- [DOCUMENT EXCERPT]
The stake president has the basic responsibility for the successful operation of the missionary work in the stake.  This missionary work as administered through the stake priesthood executive committee and the stake correlation council, with the high council assigned to work with the seventies and the stake mission serving as adviser to the stake president on missionary matters.

The bishop has the responsibility for successful operation of missionary work in the ward, including the fellowshiping of new converts.  Missionary work in the ward is administered through the ward priesthood executive committee and the ward council, with the seventies group leader as adviser to the bishop on missionary matters.

In wards where full-time missionaries are working, the seventies group leader should hold a ward missionary correlation meeting.  It might well be attended by all stake and full-time missionaries working in the ward area.

In every ward it should be determined how many possible investigators are available to be taught, and then a program should be set up which will cause, so far as possible, an even flow of investigators for the stake and full-time missionaries.  Families who are cultivating nonmembers under the inspiration of their home teachers, and seventies who are engaged in the program for finding families, should correlate their efforts through the ward executive committee to bring this about.

On the stake level, the quorum council should invite the attendance of full-time mission district and zone leaders when correlating missionary work in the stake.

Do you not see, my brethren of the seventies, that when the great majority of all missionary work is devoted to finding people and persuading them to listen–and you are charged with that finding–you are for all practical purposes the stake mission.  The other smaller percentage, and the very important percentage–the teaching–is yours as soon as you will qualify yourselves for that part.  Some of you are now qualified.  The members of the mission presidency are your leaders.”  (S. Dilworth Young, 4 Apr., 1970; CR Apr., 1970, p. 45)

4 Apr.:  Women share priesthood blessings.

“I think we all know that the blessings of the priesthood are not confined to men alone.  These blessings are also poured out upon our wives and daughters and upon all the faithful women of the church.  These good sisters can prepare themselves, by keeping the commandments and by serving in the Church, for the blessings of the house of the Lord.  The Lord offers to his daughters every spiritual gift and blessing that can be obtained by his sons, for neither is the man without the woman, nor the woman without the man in the Lord.”  (Joseph Fielding Smith, 4 Apr., 1970; CR Apr., 1970, p. 59)

Aug.:  Authority to perform civil marriages.

“Due to the great number of requests received at the Office of the First Presidency for exceptions to the general rule pertaining to those authorized by the Church to perform civil marriages, in the future this authorization will be limited to the following, and exceptions should not be requested:

1. Stake presidents

2. Mission presidents

3. Bishops

4. In the absence or unavailability of a stake president, mission president, or bishop, the counselor who is the acting presiding authority in the stake, mission, or ward

5. LDS Chaplains

6. Presidents of independent branches, following authorization from the stake president in each instance.

7. District presidents, branch presidents, and missionaries in missions, following authorization of the mission president in each instance.

- [EXERCISES]
A – From the rows below, pull out every line that contains the word "covered" and copy each one unchanged.
B – Carry on the excerpt above about Church missionary work and authority to perform civil marriages, picking up right after its last line.

- [DATA]
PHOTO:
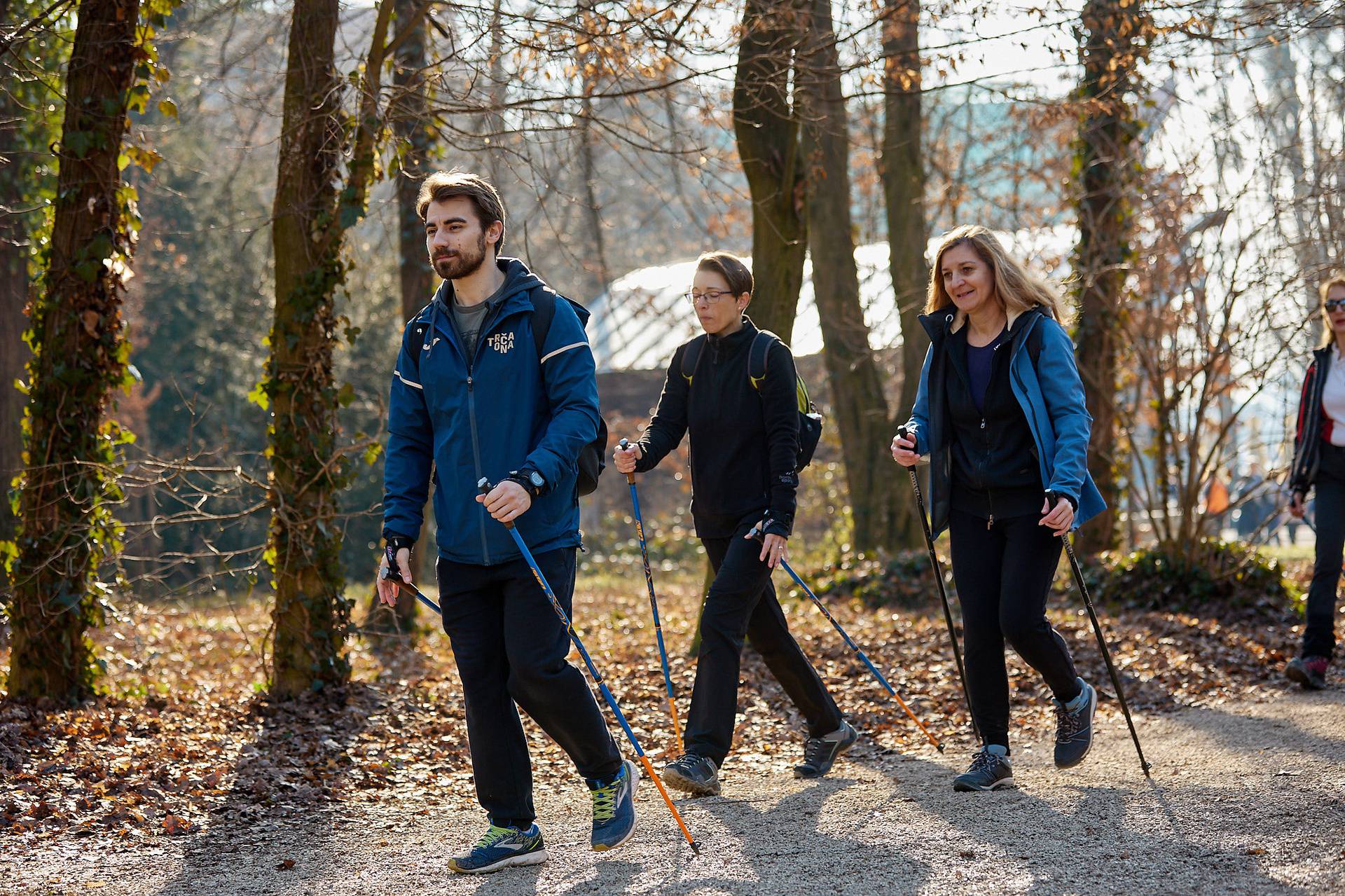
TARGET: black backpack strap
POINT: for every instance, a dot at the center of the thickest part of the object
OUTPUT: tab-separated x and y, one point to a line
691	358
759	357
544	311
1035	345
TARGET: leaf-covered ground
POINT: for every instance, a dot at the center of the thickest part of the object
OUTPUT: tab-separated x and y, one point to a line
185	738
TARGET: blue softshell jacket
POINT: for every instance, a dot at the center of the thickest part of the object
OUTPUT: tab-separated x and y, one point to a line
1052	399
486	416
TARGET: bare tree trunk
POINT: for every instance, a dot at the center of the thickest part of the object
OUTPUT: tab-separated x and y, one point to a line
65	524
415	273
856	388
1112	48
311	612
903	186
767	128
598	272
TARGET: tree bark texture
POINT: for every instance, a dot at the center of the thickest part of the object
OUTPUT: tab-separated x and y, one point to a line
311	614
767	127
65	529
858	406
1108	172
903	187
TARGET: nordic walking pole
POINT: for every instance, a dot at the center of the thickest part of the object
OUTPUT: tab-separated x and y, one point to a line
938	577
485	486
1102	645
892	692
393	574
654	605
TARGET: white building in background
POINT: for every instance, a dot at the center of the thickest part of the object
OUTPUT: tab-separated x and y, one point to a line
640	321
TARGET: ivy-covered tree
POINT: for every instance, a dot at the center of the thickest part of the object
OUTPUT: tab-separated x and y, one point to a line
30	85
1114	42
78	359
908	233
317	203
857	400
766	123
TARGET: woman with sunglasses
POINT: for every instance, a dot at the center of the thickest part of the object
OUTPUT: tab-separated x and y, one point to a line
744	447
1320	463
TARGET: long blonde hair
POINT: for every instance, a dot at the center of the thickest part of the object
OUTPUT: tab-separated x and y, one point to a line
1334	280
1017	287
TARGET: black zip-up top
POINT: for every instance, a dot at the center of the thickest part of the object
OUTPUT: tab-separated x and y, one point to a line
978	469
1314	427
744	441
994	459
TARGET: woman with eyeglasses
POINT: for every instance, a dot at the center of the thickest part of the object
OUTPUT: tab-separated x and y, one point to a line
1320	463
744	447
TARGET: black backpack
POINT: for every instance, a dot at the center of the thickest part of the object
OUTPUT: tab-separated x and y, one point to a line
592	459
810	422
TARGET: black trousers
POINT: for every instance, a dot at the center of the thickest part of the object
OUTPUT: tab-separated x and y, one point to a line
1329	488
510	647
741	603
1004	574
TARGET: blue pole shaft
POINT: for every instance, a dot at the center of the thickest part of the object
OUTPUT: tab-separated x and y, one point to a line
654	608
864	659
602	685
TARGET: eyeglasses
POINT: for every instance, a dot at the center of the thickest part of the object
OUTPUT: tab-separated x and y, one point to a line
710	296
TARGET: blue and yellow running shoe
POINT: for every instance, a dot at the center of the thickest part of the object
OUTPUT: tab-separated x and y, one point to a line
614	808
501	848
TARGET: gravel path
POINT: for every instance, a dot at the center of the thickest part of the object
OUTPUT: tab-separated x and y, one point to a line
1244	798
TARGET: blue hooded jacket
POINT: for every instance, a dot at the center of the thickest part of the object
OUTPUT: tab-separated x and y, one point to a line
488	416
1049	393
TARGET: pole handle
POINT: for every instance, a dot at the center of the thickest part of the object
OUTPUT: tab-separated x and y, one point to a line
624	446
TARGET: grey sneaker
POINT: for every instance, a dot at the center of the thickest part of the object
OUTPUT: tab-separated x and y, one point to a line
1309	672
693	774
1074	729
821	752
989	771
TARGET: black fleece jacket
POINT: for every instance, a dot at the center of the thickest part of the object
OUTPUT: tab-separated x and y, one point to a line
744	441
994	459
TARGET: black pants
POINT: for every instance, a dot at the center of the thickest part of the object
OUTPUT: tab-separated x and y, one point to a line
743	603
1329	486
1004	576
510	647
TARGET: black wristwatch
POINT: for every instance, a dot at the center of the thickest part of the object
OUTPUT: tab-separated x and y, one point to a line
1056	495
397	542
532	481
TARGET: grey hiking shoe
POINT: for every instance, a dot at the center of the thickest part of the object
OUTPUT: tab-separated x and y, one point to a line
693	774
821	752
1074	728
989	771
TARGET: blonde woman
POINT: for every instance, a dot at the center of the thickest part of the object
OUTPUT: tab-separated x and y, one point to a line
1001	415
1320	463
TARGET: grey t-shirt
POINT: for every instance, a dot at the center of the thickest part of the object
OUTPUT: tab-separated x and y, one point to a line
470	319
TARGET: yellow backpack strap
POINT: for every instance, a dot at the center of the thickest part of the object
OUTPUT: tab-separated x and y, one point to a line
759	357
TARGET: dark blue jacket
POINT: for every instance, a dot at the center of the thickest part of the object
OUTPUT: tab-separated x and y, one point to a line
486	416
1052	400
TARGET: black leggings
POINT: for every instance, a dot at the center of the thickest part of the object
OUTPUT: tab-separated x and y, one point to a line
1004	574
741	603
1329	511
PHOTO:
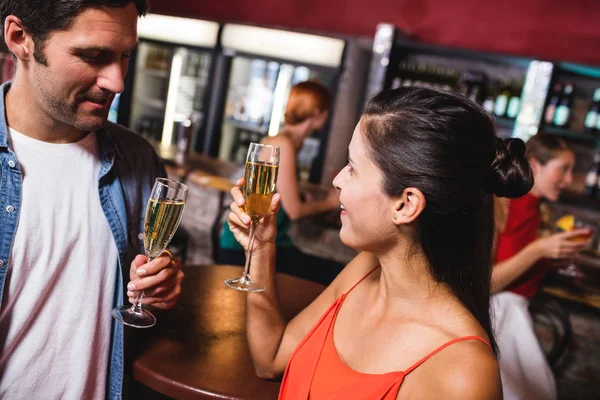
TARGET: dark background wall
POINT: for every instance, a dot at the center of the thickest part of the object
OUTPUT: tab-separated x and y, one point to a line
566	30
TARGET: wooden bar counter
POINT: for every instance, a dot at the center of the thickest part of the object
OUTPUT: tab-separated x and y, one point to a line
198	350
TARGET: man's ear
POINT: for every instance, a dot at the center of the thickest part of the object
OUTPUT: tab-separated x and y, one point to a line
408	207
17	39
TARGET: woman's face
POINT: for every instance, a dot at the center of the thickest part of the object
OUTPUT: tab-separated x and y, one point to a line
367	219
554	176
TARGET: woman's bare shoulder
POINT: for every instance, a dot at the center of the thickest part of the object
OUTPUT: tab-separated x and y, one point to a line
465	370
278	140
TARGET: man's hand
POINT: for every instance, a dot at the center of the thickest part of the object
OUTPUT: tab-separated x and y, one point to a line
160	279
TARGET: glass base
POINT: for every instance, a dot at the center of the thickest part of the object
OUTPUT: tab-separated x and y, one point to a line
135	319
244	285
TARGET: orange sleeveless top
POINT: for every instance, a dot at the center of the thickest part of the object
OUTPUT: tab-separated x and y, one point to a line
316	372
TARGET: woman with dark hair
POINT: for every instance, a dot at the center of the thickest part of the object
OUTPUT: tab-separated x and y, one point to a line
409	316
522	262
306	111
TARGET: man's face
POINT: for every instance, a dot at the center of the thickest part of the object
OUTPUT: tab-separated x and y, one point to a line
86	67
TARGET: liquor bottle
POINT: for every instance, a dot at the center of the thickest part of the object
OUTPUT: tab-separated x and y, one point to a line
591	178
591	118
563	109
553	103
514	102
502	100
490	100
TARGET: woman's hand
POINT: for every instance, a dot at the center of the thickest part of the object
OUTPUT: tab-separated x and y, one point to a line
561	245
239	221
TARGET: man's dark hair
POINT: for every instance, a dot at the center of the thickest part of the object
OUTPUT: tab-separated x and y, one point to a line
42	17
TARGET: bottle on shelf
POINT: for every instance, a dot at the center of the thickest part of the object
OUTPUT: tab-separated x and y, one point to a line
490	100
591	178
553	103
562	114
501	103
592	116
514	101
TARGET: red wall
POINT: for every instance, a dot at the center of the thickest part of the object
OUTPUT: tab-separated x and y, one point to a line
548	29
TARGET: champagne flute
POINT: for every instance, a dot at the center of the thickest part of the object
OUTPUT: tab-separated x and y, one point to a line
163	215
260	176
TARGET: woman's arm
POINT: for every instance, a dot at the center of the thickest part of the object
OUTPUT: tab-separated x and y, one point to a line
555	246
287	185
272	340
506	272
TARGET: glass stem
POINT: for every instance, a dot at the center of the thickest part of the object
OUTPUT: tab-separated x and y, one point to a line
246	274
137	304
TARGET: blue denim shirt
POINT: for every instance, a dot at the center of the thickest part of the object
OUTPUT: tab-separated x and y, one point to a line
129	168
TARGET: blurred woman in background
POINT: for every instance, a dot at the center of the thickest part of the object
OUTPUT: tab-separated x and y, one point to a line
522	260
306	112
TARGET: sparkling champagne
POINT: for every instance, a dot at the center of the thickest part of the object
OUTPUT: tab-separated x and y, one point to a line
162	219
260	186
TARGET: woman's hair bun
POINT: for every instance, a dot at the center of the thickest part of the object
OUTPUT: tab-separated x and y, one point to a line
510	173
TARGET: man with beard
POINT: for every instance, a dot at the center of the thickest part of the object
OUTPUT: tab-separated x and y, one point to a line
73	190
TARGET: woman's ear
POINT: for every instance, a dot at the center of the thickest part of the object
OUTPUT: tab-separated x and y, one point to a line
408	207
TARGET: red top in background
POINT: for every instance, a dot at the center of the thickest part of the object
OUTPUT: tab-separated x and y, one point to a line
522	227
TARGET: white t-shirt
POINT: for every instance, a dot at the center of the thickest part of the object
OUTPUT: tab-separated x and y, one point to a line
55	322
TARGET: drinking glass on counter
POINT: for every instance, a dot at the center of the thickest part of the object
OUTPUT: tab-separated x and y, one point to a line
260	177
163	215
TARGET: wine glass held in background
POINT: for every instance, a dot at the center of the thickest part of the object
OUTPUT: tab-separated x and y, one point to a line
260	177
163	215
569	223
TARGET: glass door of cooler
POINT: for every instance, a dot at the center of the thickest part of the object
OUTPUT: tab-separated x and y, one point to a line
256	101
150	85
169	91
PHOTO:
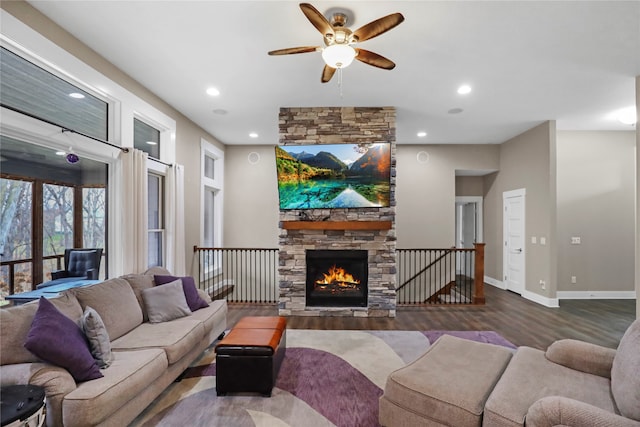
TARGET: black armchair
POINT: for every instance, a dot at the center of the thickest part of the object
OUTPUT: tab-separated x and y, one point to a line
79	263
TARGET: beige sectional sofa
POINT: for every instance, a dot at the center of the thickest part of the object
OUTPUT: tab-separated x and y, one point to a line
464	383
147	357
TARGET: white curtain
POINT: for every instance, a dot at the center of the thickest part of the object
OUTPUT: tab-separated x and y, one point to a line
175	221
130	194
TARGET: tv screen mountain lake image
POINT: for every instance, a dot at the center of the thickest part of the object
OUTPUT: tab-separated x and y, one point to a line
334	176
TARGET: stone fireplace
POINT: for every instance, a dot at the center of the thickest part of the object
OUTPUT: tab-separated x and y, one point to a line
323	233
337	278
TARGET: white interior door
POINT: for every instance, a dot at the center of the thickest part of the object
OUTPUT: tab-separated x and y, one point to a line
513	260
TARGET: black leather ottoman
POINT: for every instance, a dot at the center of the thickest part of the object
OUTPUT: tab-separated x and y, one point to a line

- [EXERCISE RESULTS]
A –
TARGET: leaf-covered ground
TARGET: ivy-covered tree

B –
Because of the diversity of laws in the various states, provinces, and countries of the world, it should be determined by each authorized Church officer contemplating the performance of a marriage ceremony that he is authorized by law to perform the ceremony.  He should follow strictly the requirements of the law.”  (“The Priesthood Bulletin,” 6(3):2, Aug., 1970)

Aug.:  New Priesthood Personal Achievement Program.

“To increase the measure of self-responsibility that young men of Aaronic Priesthood age desire to exercise, the Presiding Bishopric is instituting a Priesthood Personal Achievement Program in English-speaking areas of the Church on September 1.

The Personal Achievement Program is designed to give strong emphasis to the young man’s relationship to his Heavenly Father and his Savior, Jesus Christ, with himself as an individual participant in building the kingdom of God and helping all of God’s children to attain eternal life.

. . . .

The specifics of the program call for the young man to receive a Priesthood Personal Acnievement record book several weeks before his birthday.  The home teacher or quorum adviser will present it to him.

After the Aaronic Priesthood bearer has discussed his goals for the coming year with his parents, adviser, or home teachers, as he chooses, he records his goals in his record book.  On or near his birthday he has an interview with his bishop, during which his goal setting in four areas will be completed and signed by him and his bishop.

To follow up and help implement the goals, each boy will have a progress review at mid-year by a counselor in the bishopric (priests by the bishop), and at two other quarters during the year by the quorum adviser, for a total of one interview and three progress reviews each year.

If a change in a boy’s program seems necessary to keep him from failure or withdrawal, it will be the prerogative of the bishop to help the young man readjust his goals.  In consultation with his bishop, the boy will, if it seems advisable, make adjustments in his special goals to fit his personal situation.  Care must be taken to see that young men select goals that represent genuine achievement, something beyond that which they normally would have done.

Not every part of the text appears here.